TO BE DONE ::
From the caramel recipe below, quote word for word the part that begins with the words containing "What You’ll Need" and ends with "a darker caramel.".

PASSAGE ::
· · · · · · ·

Sea Salt Caramels
Buttery, deep honey-colored caramels with a scatter of flake salt on top. These are beautiful wrapped in wax paper for gifts or cut small for a cookie tray.

What You’ll Need
- 2 cups heavy cream
- 4 tablespoons unsalted butter. Salted works too, just drop the ½ teaspoon of salt in the pot to ¼ teaspoon.
- 2 cups granulated sugar
- 1 cup light corn syrup. Dark corn syrup works, but you’ll get a darker caramel.
- ½ teaspoon vanilla extract. Swap in almond, rum, brandy, or maple extract for a different flavor, or stir in a tablespoon of bourbon for a boozy version.
- 1–2 teaspoons flake salt. Maldon, fleur de sel, Himalayan, or flake kosher. Don’t use table salt here; you want the crunch.

Equipment You’ll Need
- Heavy-bottom 3–4 quart saucepan. Thin pots scorch sugar. Use the heaviest one you have.

· · · · · · ·

LISTED RECORDS ::
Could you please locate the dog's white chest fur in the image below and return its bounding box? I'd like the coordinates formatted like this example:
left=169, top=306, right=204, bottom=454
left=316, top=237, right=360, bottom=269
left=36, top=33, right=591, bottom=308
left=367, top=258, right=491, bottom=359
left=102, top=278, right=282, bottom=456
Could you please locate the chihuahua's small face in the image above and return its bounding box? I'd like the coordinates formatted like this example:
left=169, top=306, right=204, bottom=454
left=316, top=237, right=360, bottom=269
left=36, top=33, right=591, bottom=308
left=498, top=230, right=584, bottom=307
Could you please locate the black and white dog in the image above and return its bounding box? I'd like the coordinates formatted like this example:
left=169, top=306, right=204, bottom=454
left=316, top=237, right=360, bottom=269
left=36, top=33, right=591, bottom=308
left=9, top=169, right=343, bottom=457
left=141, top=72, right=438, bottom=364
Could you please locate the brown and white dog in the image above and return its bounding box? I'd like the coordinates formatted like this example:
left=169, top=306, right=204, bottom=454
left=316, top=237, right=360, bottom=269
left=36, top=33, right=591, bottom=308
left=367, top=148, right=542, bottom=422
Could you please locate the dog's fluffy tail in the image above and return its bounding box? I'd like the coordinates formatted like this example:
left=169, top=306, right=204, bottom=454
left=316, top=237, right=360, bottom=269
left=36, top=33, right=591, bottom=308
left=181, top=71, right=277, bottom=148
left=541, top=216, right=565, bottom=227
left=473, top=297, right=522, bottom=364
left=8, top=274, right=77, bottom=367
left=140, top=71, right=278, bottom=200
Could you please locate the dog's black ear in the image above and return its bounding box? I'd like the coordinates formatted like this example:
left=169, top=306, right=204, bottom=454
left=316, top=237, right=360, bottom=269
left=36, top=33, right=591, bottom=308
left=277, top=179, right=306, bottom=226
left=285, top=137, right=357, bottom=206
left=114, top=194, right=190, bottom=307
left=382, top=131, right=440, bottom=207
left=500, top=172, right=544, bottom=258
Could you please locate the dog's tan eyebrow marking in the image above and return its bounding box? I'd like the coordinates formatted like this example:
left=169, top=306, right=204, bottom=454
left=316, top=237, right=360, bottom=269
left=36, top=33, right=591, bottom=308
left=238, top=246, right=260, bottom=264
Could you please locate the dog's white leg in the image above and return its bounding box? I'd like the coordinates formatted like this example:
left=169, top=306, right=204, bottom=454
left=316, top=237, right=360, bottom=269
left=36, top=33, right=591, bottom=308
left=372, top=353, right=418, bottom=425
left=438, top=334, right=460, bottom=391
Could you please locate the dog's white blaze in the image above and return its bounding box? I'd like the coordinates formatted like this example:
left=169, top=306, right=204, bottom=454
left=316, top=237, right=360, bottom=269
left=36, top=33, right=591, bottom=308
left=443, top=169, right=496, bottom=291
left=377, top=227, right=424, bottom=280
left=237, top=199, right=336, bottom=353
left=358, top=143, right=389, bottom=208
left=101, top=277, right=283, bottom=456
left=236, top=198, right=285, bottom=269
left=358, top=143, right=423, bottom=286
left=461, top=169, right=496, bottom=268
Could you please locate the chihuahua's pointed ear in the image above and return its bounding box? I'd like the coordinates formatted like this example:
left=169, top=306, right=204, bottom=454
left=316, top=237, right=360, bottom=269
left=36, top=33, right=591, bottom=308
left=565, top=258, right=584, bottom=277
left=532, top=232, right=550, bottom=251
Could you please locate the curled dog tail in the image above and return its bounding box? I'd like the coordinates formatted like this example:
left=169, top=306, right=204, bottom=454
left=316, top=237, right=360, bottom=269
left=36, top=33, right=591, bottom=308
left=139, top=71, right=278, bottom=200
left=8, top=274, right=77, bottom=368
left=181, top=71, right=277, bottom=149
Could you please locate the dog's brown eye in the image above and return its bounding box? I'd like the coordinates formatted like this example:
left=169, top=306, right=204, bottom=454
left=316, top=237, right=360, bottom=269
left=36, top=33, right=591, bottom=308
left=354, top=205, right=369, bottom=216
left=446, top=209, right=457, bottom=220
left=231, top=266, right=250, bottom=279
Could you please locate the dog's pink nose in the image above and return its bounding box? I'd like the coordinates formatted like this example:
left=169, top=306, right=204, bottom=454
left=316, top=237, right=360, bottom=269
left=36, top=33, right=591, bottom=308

· · · · · · ·

TASK ANSWER ::
What You’ll Need
- 2 cups heavy cream
- 4 tablespoons unsalted butter. Salted works too, just drop the ½ teaspoon of salt in the pot to ¼ teaspoon.
- 2 cups granulated sugar
- 1 cup light corn syrup. Dark corn syrup works, but you’ll get a darker caramel.